**Data section**.
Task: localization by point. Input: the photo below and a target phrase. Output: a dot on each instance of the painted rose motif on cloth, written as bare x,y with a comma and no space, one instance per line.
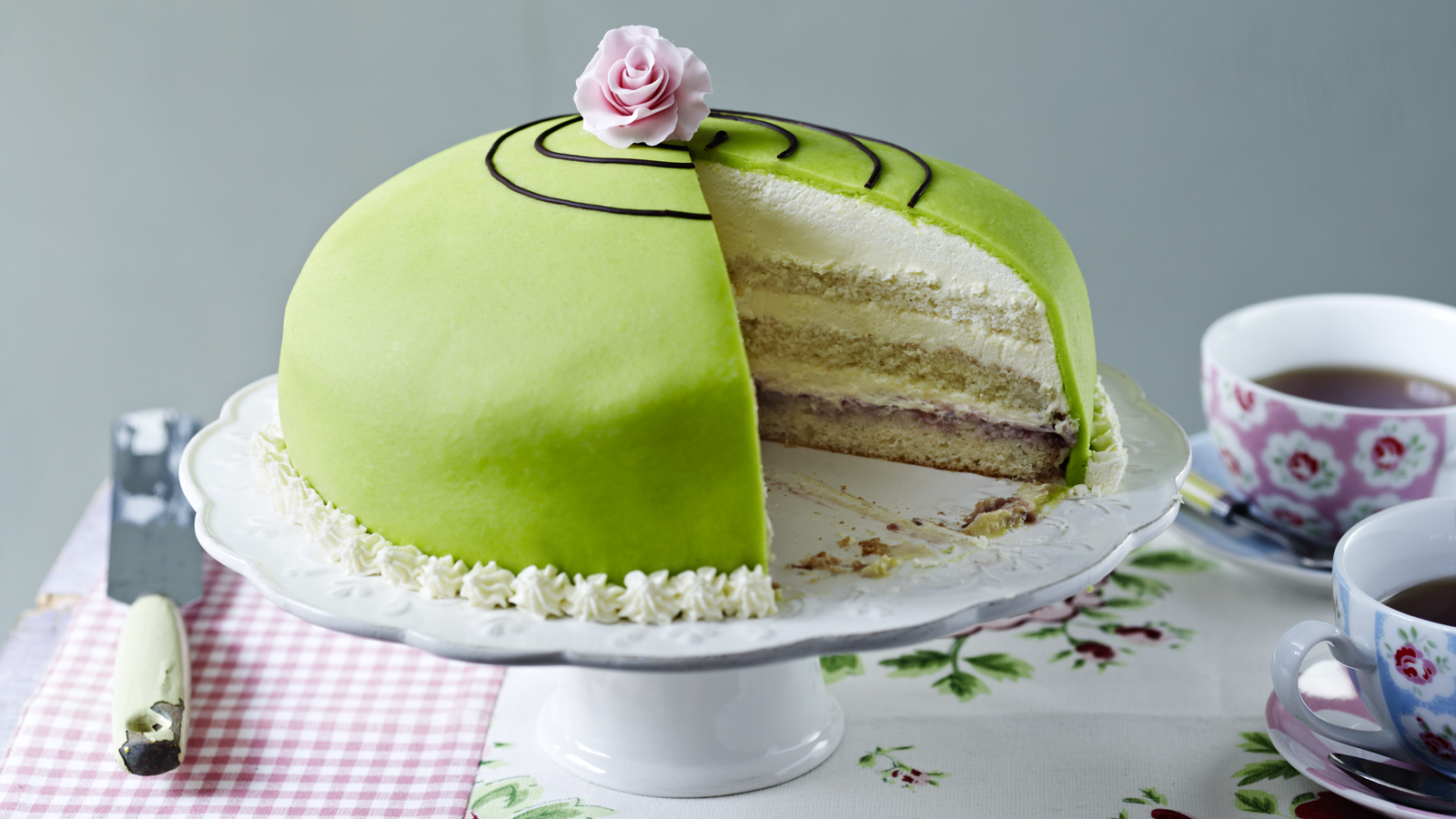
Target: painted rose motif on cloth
1241,405
1363,508
1434,732
1296,516
1317,417
1395,453
1417,663
1302,465
1237,460
640,87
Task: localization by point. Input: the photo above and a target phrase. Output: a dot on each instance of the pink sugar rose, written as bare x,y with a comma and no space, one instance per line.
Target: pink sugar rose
641,87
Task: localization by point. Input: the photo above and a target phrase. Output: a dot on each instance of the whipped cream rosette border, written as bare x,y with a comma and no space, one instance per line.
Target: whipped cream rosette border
650,599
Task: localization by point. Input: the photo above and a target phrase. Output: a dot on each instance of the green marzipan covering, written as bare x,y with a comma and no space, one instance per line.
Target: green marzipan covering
480,373
960,201
475,372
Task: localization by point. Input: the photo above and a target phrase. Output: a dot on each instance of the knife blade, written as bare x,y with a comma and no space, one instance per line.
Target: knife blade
155,566
1210,500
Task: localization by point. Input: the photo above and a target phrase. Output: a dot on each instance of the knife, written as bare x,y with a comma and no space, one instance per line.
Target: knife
1208,499
155,566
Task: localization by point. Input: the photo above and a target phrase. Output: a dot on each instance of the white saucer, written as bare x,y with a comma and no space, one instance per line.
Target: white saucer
1254,554
1077,544
1327,688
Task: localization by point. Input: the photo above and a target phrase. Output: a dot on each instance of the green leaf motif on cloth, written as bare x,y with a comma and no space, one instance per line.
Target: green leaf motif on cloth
917,663
1279,768
1150,796
963,685
1256,802
1085,611
839,666
517,797
1266,770
502,797
900,773
1002,666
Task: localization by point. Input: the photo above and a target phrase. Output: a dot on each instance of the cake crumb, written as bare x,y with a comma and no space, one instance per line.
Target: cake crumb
997,515
873,547
822,560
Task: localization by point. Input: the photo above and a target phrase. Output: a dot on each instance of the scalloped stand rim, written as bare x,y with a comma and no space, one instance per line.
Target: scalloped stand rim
692,733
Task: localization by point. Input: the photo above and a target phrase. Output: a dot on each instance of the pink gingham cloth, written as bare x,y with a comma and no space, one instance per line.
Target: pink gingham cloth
288,719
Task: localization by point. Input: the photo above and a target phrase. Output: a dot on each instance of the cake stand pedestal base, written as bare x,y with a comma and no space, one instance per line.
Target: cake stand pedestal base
692,733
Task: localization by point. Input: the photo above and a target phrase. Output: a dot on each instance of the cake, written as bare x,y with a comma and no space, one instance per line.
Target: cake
535,369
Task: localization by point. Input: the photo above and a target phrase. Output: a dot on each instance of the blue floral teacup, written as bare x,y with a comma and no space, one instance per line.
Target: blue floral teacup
1404,666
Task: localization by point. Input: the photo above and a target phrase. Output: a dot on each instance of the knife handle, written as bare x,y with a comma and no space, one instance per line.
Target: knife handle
1206,497
153,690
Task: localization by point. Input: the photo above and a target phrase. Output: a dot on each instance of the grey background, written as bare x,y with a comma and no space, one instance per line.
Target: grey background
165,167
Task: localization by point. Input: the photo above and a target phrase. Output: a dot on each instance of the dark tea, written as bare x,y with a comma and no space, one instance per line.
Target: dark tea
1359,387
1433,601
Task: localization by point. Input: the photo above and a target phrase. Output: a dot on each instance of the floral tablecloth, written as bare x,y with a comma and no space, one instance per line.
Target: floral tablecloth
1142,697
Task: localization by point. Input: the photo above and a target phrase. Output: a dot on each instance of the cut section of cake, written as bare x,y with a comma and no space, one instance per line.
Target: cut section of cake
902,308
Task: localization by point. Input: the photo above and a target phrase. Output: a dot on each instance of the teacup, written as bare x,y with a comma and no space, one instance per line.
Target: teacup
1321,468
1404,666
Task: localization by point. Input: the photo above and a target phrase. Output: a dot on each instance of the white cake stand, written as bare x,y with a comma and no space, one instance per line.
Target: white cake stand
713,709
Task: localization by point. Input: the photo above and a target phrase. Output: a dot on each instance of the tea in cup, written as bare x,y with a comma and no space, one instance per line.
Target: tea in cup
1404,663
1330,409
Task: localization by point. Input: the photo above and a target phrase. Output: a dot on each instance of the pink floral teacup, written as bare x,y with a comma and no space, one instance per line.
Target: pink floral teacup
1321,468
1404,666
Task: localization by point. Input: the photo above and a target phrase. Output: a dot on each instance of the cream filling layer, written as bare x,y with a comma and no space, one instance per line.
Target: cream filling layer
895,327
878,389
655,598
766,217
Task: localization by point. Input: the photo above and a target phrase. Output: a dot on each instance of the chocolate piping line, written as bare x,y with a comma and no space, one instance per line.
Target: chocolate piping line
543,150
501,178
846,136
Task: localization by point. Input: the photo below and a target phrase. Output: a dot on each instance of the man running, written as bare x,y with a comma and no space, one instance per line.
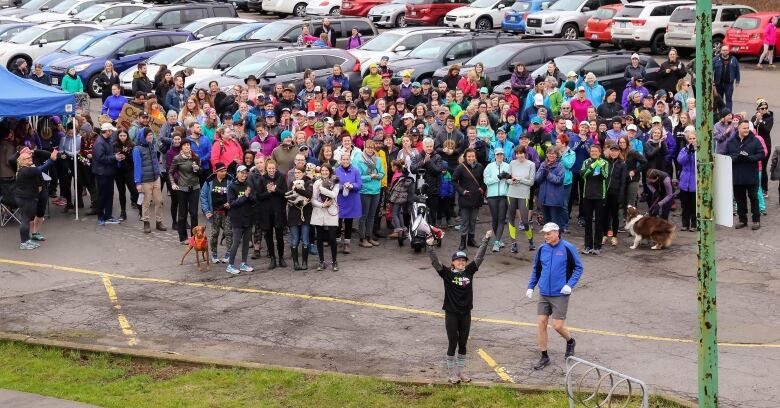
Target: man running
557,268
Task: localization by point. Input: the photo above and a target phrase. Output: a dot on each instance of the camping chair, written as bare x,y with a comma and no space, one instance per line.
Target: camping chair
9,211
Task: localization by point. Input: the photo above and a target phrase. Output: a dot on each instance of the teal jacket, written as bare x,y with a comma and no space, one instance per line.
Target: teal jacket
370,186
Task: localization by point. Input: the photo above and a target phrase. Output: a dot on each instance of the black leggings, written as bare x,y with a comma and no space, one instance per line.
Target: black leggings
327,234
458,326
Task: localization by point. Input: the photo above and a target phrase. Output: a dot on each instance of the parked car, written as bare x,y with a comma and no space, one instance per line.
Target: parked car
644,24
431,12
681,31
445,50
609,68
500,61
124,49
168,57
324,8
109,12
359,8
564,18
178,15
598,29
287,67
746,36
391,14
37,41
212,61
479,15
206,28
397,43
290,28
64,10
515,17
241,31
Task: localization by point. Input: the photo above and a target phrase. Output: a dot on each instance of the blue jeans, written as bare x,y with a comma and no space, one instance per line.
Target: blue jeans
299,233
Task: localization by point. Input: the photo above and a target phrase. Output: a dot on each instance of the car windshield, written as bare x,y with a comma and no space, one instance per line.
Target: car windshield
64,6
102,47
147,17
250,66
27,36
432,48
382,42
128,18
747,23
204,59
90,12
271,32
565,5
77,44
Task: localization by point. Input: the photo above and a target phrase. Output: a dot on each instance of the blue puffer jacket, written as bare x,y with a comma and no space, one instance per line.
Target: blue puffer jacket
554,267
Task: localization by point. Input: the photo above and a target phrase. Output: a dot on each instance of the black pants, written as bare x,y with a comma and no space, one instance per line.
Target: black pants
458,326
188,204
105,201
593,233
611,213
327,234
743,193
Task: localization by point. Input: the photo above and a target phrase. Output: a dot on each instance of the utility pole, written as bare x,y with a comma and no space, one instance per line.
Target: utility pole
707,273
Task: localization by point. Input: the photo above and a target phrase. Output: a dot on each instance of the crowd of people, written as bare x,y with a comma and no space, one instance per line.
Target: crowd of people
262,162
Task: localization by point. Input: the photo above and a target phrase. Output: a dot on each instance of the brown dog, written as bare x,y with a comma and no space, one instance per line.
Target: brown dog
660,231
200,243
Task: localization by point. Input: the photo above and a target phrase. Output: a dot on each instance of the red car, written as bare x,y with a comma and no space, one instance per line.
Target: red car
430,12
598,29
746,36
359,7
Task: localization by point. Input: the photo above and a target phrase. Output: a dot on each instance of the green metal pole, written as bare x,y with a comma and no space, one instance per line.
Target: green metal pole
707,273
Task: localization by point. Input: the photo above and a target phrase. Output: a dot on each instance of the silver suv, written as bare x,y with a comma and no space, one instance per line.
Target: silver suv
680,31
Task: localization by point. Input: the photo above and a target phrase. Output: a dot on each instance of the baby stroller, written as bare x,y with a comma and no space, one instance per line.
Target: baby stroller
419,229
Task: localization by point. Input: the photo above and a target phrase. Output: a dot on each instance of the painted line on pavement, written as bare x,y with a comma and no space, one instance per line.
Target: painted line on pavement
359,303
124,324
498,369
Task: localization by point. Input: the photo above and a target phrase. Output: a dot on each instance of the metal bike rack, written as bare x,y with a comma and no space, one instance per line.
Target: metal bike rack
602,374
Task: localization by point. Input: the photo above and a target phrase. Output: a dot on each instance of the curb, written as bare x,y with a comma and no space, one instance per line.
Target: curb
226,363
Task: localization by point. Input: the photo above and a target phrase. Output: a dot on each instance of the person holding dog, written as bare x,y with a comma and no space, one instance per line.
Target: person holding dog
557,268
458,302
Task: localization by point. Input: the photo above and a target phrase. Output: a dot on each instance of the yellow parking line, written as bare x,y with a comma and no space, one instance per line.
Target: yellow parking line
498,369
124,324
366,304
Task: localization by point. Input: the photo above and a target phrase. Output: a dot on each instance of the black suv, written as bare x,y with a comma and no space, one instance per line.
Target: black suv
289,29
178,15
609,68
500,61
451,48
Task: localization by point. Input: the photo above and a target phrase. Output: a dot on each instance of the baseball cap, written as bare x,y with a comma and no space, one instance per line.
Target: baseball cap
551,226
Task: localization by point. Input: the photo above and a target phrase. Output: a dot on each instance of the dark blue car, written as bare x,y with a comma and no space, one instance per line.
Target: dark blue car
515,16
124,49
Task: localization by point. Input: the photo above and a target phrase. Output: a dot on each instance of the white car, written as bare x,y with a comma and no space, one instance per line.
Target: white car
284,7
324,8
108,13
168,57
396,43
37,41
479,15
208,28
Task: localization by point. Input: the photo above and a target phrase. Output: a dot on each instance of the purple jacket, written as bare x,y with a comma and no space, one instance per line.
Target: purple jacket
687,161
349,206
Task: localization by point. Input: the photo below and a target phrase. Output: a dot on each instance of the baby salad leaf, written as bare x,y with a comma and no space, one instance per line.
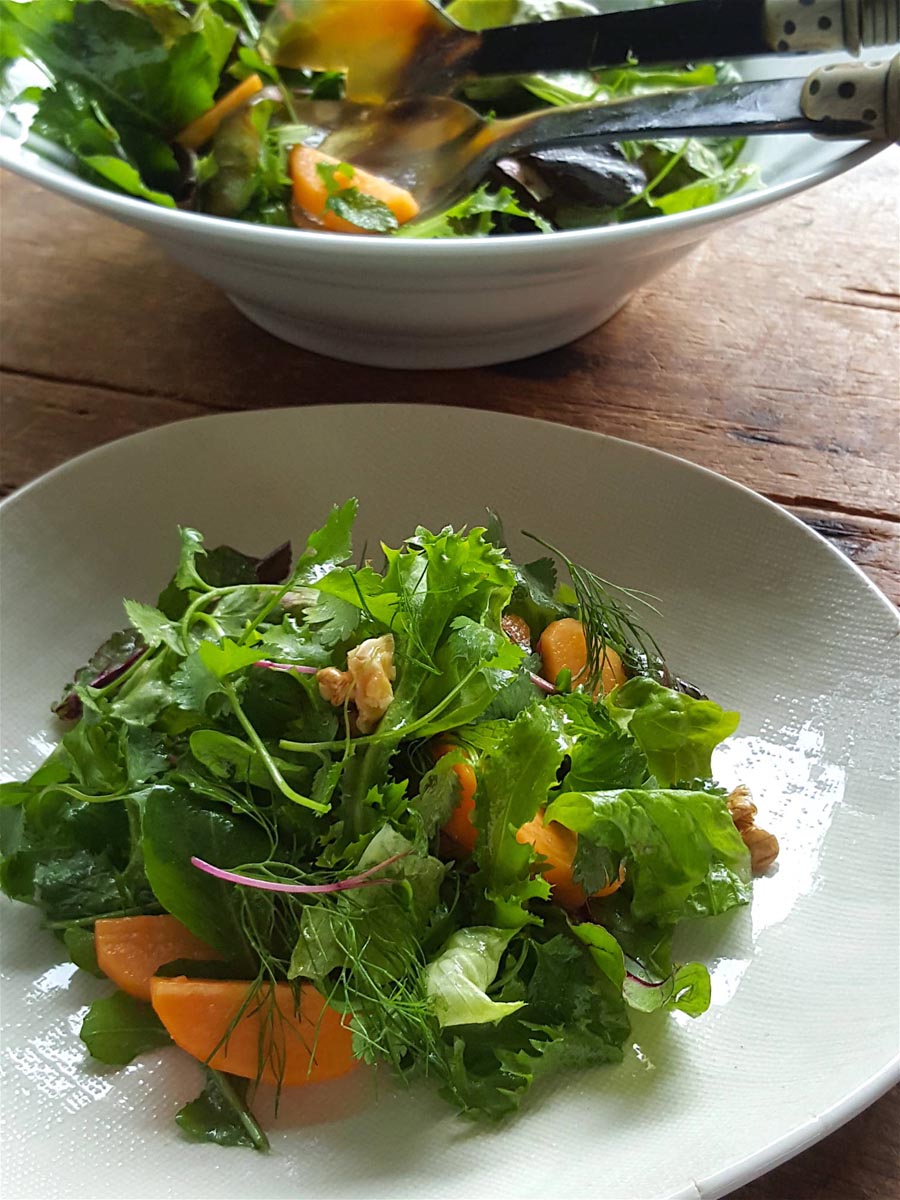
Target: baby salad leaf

**What you need to do**.
A single number is the expected answer: how many lines of the records above contain the word "salad".

**Output of the task**.
2